To Grow Your Business, Build the Family


I was talking to a friend last week after she had looked at our work on developing family charters. She has no interest in this area. However, after thinking it through for a while, she commented that “all families should do a family charter”.  As well as being incredibly insightful, she’s absolutely right!

Whether a family owns a business or not, every family could benefit from sitting down and creating a family charter, by talking about:

  • What does it mean to be part of your family?
  • Who do you consider to be family?
  • What are the family values and principles?
  • What is the vision for your family?

All families would benefit hugely from this.

Of course, the above questions are at the very heart of a family charter, along with a large number of family decisions and expectations. The other core area is a detailed succession plan — here are some tips

And now here is the rub. For a family business to be successful in the long term, as much, if not more, focus needs to be on the ‘family’ aspect as on the ‘business’ aspect. Of course both are critical but, literally, you can’t have a family business without functioning family relationships. It’s like having the most beautiful home but, if it the foundations are not strong, it is not going to last in the long term. The ‘family’ is the ‘foundation of the business. If the family isn’t solid, the business will not last.

Every family business we or our colleagues have been involved with are, in fact, focused on the well-being and longevity of the family over time. 

Initially they think they are focused on the business but, actually, their focus is the family.  This includes: the huge and enormously wealthy families from the Middle East, the large and old families from Europe, and the younger fast-growing family businesses in the US, Australia and New Zealand. They know that to build their legacy, they must take care of their family. Their entire raison d’etre is the family. If I was Bill Clinton, I’d be saying “it’s the family stupid!”

It’s truly the worst kept secret of every successful family business: they keep the family at the heart of everything they do.

Obviously, they talk about what needs to be done to grow and protect the business. However, they know that if the family is not aligned, not able to make good decisions and settle their disputes, the business is just not going to make it in the long term.

We know that families who are actively and publicly acknowledged as family businesses get this. There are also a whole raft of ‘below the line’ families who run extraordinarily successful businesses and family offices who see it the same way. These are the ones who never come to conferences, may not even market themselves as family businesses. However, they know that for their business to be successful they must grow, support and align the family. If they don’t, they won’t be around for long.

Avoiding conflict within the family business

If the family does not work well together, several things are likely to happen. Because the family can’t or won’t make good decisions or can’t work together, the business is negatively affected. If it keeps going, the business is either going to go under, be sold (before too much value is lost) or broken up…. For an example of this, see this sobering story of how four brothers lost their $4b family business because they could not agree on crucial business decisions.  

To be clear, for a long lasting family business, the family has to come first. The business is really a large and important tool that enables a family to come together to discuss how to protect and grow the family!  And here we were thinking we were all about the business!
# # # #
### Set exercise 1
In the listing below, pick out every line that contains the string "wooden", treating uppercase and lowercase as different, and copy those lines.

(Excerpts of location labeling data)
# # # #
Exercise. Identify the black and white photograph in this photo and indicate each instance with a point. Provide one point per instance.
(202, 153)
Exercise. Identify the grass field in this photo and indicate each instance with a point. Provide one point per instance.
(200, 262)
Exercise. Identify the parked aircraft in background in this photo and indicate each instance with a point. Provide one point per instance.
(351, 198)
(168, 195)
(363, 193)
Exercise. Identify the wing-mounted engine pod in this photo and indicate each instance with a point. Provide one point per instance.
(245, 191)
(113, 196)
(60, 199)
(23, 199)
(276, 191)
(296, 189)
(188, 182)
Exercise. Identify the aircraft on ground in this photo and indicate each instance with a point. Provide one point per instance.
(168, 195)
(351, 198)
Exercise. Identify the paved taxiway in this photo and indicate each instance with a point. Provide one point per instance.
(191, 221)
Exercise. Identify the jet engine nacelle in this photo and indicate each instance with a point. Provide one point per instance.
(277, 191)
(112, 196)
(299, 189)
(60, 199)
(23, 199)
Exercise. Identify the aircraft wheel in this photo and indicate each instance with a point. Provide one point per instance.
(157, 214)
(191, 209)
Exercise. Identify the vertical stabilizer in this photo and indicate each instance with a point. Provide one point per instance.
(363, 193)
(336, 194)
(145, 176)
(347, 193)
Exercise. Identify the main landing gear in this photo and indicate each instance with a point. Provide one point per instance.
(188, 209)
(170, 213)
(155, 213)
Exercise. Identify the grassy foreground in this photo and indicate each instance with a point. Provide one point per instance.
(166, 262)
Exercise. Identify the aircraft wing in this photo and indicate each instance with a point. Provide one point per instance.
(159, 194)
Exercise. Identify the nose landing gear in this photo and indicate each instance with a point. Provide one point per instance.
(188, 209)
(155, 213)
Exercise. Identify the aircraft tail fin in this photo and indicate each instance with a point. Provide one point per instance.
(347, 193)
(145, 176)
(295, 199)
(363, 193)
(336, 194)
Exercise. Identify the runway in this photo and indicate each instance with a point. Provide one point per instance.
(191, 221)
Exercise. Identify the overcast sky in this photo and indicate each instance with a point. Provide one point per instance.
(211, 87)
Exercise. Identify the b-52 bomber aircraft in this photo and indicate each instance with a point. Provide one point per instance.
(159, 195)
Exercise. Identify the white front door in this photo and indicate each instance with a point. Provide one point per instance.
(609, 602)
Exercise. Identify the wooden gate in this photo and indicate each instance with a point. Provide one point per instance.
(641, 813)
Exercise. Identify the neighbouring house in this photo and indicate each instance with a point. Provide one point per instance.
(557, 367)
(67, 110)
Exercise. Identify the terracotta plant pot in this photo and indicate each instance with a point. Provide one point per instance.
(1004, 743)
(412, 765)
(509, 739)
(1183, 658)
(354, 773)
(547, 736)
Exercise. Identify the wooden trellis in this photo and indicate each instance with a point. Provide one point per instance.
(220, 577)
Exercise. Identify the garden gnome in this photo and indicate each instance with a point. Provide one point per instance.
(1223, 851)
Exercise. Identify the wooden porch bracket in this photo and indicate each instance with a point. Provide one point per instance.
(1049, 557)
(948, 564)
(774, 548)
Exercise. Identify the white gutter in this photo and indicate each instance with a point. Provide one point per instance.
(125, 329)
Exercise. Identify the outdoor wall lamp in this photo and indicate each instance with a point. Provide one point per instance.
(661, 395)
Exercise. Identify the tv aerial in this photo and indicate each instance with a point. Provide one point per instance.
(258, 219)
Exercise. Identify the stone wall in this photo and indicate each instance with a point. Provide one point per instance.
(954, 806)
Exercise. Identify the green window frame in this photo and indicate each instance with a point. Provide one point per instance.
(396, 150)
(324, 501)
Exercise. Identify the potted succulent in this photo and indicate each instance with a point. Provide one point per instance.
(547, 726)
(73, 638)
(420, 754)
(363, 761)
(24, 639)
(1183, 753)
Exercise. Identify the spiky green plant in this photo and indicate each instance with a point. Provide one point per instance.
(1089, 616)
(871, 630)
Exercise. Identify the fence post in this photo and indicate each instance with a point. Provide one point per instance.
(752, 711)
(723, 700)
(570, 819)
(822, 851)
# # # #
### Set exercise 2
Copy the passage from the family business article above, starting at "And now here" and ending at "will not last.".

### Written answer 1
Exercise. Identify the wooden gate in this photo and indicate each instance with a point. Provide one point per instance.
Exercise. Identify the wooden trellis in this photo and indicate each instance with a point. Provide one point per instance.
Exercise. Identify the wooden porch bracket in this photo and indicate each instance with a point. Provide one point per instance.

### Written answer 2
And now here is the rub. For a family business to be successful in the long term, as much, if not more, focus needs to be on the ‘family’ aspect as on the ‘business’ aspect. Of course both are critical but, literally, you can’t have a family business without functioning family relationships. It’s like having the most beautiful home but, if it the foundations are not strong, it is not going to last in the long term. The ‘family’ is the ‘foundation of the business. If the family isn’t solid, the business will not last.